To do
Reproduce verbatim the stretch of the listing below that runs from the line containing "Task: point out the man with eyeglasses" through the end of the listing, with both of those lines included, and nothing else.

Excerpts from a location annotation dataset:
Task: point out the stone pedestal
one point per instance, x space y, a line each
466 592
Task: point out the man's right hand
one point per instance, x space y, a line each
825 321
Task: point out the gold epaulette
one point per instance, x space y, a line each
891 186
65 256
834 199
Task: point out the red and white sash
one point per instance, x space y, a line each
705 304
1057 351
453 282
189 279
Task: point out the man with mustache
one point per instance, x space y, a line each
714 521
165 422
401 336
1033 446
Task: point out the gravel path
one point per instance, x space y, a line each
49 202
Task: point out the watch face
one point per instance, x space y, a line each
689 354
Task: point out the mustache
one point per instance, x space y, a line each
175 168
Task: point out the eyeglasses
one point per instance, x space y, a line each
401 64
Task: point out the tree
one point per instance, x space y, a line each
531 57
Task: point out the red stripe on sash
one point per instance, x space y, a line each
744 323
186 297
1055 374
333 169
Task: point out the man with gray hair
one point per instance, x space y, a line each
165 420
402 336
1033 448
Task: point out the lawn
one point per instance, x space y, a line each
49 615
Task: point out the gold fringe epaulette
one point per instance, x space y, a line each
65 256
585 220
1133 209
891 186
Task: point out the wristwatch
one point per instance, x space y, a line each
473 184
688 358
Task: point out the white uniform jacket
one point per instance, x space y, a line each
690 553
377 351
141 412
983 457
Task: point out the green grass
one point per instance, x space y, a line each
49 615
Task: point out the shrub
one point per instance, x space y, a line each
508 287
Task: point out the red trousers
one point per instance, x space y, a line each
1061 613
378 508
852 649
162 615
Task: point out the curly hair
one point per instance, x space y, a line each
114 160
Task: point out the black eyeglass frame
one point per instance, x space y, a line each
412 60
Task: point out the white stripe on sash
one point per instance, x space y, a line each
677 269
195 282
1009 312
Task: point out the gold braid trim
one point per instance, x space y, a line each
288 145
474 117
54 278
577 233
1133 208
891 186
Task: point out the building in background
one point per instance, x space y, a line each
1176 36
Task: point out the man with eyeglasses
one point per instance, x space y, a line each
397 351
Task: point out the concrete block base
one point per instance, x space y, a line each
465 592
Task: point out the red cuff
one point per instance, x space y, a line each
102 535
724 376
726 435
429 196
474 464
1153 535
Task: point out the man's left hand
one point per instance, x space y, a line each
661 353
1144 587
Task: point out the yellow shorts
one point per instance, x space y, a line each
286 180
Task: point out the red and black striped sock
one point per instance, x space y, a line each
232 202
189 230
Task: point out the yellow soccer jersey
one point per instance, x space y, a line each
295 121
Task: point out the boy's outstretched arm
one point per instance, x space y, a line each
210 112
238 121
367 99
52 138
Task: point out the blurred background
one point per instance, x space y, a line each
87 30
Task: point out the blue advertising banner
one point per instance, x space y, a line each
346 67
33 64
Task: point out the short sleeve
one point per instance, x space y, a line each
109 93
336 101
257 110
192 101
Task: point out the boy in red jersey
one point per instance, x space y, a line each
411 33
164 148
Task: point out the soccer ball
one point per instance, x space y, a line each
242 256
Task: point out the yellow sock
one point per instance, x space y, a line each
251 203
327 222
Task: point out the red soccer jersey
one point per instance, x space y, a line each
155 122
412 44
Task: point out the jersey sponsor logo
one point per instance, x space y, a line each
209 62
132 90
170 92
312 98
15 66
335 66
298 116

Full answer
Task: point out the man with eyeglasses
one point per instance, x space y, a line each
397 351
Task: point out the concrete block base
one point per instance, x space y, a line each
465 592
Task: point out the red cuff
one point per instance, x space y, a line each
102 535
724 376
726 435
429 196
474 464
1153 535
Task: point out the man's left hand
one point per instance, x space y, a line each
661 353
1144 587
Task: point out the yellow shorts
one point per instance, x space y, a line each
286 180
Task: point out the red and black striped sock
one point per instance, x space y, a line each
232 202
189 230
Task: point out the yellow soccer jersey
one point per instance, x space y, a line each
295 121
Task: point out the boy's outstretched arm
one point per instance, x space y, a line each
210 112
238 121
367 99
52 138
Task: point out the blurred background
one point per instance, x space y, a line each
87 30
Task: point out the blue advertising banner
one point per instance, x space y, a line each
346 67
33 64
Task: point out the short sleeve
one point per instance, x space y, a line each
109 93
336 101
257 110
192 101
Task: point out the boy in red jersey
one point per instance, x space y, a line each
411 33
164 148
Task: point out the soccer ball
one point per instance, x space y, a line each
242 256
Task: point out the yellow sock
one point per instance, x space y, a line each
251 203
327 222
Task: point out the red soccer jersey
one point per instance, x space y, a line each
155 122
412 44
Task: point out the jersey sponsor logo
one point per instance, x space y, a line each
209 62
132 90
170 92
312 98
15 66
335 66
298 116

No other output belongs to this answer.